▸ STATED EXERCISE A: Could you echo the lines of the listing from the one containing "Readme: the locator spots each instance of the white" through the end of the listing, both ends included?

▸ EXTRACT:
┄┄┄┄┄┄┄┄┄┄┄┄┄┄┄┄┄┄┄┄

Argos-AI’s Applied Research program provides data-driven risk research for short and long-term projects, aimed at solving some of the most pressing business and governmental challenges. To accelerate our success, we partner with private industry, academia, and other research organizations whose deep domain knowledge complements our Cyber Risk and Data Science expertise.
Argos-AI and its partners pursue game-changing advances in machine learning and artificial intelligence to mitigate operational risk. Our research and focus combine advances in data engineering (data pipelines, data lakes) with innovations in machine learning, natural language processing and human-computer-data interaction to solve some of the toughest challenges in operational risk management.
Our data engineering framework is at the core of the skill development, research and services we deliver. The framework is agnostic to any problem, data, and technology and includes six steps, planning, identification, collection, processing, analysis, and visualization:
1. Planning is the most important step of them all and at its center is defining the problem to be solved. If there is no clear and identifiable problem and or questions to be answered then the framework will not work. Then we define resources and scope of the project.

┄┄┄┄┄┄┄┄┄┄┄┄┄┄┄┄┄┄┄┄

Dataset excerpt:
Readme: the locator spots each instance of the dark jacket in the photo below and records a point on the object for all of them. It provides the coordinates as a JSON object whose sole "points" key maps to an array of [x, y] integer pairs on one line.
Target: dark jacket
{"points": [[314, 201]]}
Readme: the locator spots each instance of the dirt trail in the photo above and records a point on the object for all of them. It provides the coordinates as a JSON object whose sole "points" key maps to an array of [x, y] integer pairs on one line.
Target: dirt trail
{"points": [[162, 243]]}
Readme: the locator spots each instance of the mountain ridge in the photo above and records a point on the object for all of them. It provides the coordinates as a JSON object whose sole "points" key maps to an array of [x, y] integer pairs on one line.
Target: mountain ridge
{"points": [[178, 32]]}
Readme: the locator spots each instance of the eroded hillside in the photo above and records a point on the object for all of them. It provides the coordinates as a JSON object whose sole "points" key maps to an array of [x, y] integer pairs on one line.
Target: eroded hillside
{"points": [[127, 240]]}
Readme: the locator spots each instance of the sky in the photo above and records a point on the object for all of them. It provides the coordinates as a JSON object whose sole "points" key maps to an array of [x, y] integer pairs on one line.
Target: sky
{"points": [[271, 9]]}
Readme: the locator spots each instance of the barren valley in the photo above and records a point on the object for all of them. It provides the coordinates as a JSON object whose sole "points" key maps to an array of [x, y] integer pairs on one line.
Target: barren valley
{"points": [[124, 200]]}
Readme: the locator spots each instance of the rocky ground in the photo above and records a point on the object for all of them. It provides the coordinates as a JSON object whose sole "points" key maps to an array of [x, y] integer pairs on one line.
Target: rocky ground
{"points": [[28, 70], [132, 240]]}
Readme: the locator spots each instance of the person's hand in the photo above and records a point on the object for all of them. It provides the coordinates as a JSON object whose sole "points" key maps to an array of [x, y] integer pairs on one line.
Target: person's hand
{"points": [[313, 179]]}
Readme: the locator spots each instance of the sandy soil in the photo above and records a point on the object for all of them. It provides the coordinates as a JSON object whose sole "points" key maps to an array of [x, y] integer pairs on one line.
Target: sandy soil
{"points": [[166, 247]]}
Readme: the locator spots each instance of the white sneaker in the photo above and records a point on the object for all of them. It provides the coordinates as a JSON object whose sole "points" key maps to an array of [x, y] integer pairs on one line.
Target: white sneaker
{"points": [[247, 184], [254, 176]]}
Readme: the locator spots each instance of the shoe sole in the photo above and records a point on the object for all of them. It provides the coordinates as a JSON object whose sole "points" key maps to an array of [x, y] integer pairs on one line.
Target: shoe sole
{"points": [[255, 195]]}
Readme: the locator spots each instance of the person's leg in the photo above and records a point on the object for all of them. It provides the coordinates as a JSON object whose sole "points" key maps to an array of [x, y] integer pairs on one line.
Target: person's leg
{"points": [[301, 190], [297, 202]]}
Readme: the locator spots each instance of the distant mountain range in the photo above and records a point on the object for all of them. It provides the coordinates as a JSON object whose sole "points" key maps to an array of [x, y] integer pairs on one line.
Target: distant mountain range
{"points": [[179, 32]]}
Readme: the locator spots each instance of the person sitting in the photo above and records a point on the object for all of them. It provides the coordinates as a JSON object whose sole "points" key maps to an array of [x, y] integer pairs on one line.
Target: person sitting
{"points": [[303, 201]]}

┄┄┄┄┄┄┄┄┄┄┄┄┄┄┄┄┄┄┄┄

▸ STATED EXERCISE B: Would you proceed with the Argos-AI research passage, picking up right after its final sentence?

▸ EXERCISE RESULT A:
Readme: the locator spots each instance of the white sneaker in the photo above and records a point on the object for all of them. It provides the coordinates as a JSON object whose sole "points" key maps to an array of [x, y] integer pairs on one line.
Target: white sneaker
{"points": [[247, 184], [254, 176]]}
Readme: the locator spots each instance of the shoe sole in the photo above and records a point on the object for all of them. It provides the coordinates as a JSON object whose sole "points" key maps to an array of [x, y] integer pairs on one line.
Target: shoe sole
{"points": [[255, 195]]}
Readme: the locator spots each instance of the person's leg in the photo above and records a point on the object for all of them. It provides the coordinates as a JSON object whose sole "points" key maps to an array of [x, y] integer pairs on one line.
Target: person's leg
{"points": [[301, 190], [297, 202]]}
Readme: the locator spots each instance of the distant mountain range in the photo above and records a point on the object for all of them. It provides the coordinates as a JSON object whose sole "points" key maps to an array of [x, y] integer pairs on one line.
Target: distant mountain range
{"points": [[179, 32]]}
Readme: the locator spots each instance of the person sitting in the photo above and records a point on the object for all of them. It provides the coordinates as a JSON object whose sole "points" key maps to an array of [x, y] integer pairs on one line.
Target: person sitting
{"points": [[303, 201]]}

▸ EXERCISE RESULT B:
2. Identification is where we then break down the problem to its most basic elements to identify key IT/OT data and data sources. The data types are internal and external data needed to deliver the project; structured data; unstructured data; OS, application, network, and event logs; vulnerability scans; open source intelligence (OSINT) and; Dark Data found in enterprise application systems.
3. Collection of identified data is done with database and web scraping tools; custom scripts; log and file collectors; OSINT Feeds and then stored. Problems during collection can degrade data integrity and introduce data bias.
4. Processing of the data includes transforming the data into a usable format; cleaning the data; enrich; calculate, aggregate, and normalize. Effective data processing functions are often time consuming but are critical to future modeling.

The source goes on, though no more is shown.